PROBLEMA PROPOSTO 1:
Informe todas as linhas abaixo que contêm a palavra "Target", diferenciando maiúsculas de minúsculas.

Observatório Psicanalítico OP Editorial-Janeiro 2025

Ensaios sobre acontecimentos sociopolíticos, culturais e institucionais do Brasil e do Mundo

Sódepois 57 

Janeiro/2025

Cada vez que um novo ano inicia, nutrimos a esperança de que algo em nós e no mundo poderá se renovar, pulsão de vida que nos mobiliza a seguir em frente, a criar e a seguir desejando. “É preciso dar um jeito, meu amigo”, já diria a canção de Erasmo Carlos. É preciso encontrar meios de driblar e enfrentar as intempéries da vida. 

E em janeiro, um fato que nos encheu de esperança e orgulho foi a indicação do filme “Ainda estou aqui” ao Oscar. Baseado no livro autobiográfico de Marcelo Rubens Paiva e dirigido por Walter Salles, o filme concorre em três categorias. A atriz Fernanda Torres, vencedora do Globo de Ouro pela magistral atuação na película, na qual interpreta Eunice Paiva, viúva do ex-deputado Rubens Paiva (Selton Mello), foi elevada ao patamar de uma das maiores atrizes da atualidade, seguindo os passos de sua mãe, Fernanda Montenegro, agraciada pelo mesmo prêmio 26 anos antes com “Central do Brasil”, também dirigido por Walter Salles e vencedor de melhor filme em língua estrangeira. Fernanda Torres disputa o Oscar de melhor atriz, enquanto o filme concorre também nas categorias de melhor filme internacional e de melhor filme. O sucesso da obra, que narra o desaparecimento de Rubens Paiva, levado por militares sem qualquer explicação, reflete o sofrimento e a luta de Eunice, que buscou respostas durante décadas sobre o destino de Rubens, sendo obrigada a reinventar sua história, a exemplo do que ocorreu com muitas famílias brasileiras naqueles anos sombrios. Não à toa o filme tem lotado salas de cinema pelo Brasil e pelo mundo. Além de representar um acontecimento inédito para a história do cinema brasileiro, traz à tona a violência da ditadura que vigorou no Brasil por vinte anos. Em um país que reprime suas memórias e nega sua história, narrar aquilo que ficou “escondido” nos porões da ditadura é um ato corajoso e político que nos devolve a palavra e oferece vias de elaboração para o traumático. Seguimos na torcida por Fernanda e pelo cinema brasileiro!

PROBLEMA PROPOSTO 2:
Por favor, reproduza palavra por palavra o trecho do editorial acima que vai de "Observatório Psicanalítico OP" até "intempéries da vida.", incluindo este último.

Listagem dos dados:
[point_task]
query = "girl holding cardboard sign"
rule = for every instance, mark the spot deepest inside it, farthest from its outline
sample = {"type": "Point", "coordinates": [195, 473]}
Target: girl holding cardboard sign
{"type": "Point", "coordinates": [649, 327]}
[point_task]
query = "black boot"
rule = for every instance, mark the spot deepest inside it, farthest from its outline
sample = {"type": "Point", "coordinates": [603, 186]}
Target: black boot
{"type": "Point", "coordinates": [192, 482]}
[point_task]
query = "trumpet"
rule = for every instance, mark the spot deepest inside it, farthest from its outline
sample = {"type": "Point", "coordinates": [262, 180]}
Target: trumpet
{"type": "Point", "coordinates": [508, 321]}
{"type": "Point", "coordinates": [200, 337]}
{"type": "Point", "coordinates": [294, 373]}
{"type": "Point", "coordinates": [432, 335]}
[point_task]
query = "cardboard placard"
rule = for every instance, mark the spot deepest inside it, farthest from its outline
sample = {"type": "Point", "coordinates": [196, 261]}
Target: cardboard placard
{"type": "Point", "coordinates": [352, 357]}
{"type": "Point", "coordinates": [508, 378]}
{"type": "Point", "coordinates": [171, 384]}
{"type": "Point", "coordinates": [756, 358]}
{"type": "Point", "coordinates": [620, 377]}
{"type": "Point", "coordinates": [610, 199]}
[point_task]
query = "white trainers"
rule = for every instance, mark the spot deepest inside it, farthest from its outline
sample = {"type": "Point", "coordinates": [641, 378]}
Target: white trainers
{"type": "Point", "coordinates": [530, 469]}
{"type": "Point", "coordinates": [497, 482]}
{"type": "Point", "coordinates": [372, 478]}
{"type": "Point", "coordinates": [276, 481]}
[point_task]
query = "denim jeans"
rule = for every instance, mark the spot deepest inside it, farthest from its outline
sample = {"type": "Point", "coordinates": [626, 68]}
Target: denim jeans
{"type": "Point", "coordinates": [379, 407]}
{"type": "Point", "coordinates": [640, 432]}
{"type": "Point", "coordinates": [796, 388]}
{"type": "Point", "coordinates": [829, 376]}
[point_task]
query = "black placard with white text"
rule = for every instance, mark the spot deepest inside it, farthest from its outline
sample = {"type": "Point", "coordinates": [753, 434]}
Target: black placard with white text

RESPOSTA COMPLETA 1:
Target: girl holding cardboard sign
Target: black boot
Target: trumpet
Target: cardboard placard
Target: white trainers
Target: denim jeans
Target: black placard with white text

RESPOSTA COMPLETA 2:
Observatório Psicanalítico OP Editorial-Janeiro 2025

Ensaios sobre acontecimentos sociopolíticos, culturais e institucionais do Brasil e do Mundo

Sódepois 57 

Janeiro/2025

Cada vez que um novo ano inicia, nutrimos a esperança de que algo em nós e no mundo poderá se renovar, pulsão de vida que nos mobiliza a seguir em frente, a criar e a seguir desejando. “É preciso dar um jeito, meu amigo”, já diria a canção de Erasmo Carlos. É preciso encontrar meios de driblar e enfrentar as intempéries da vida.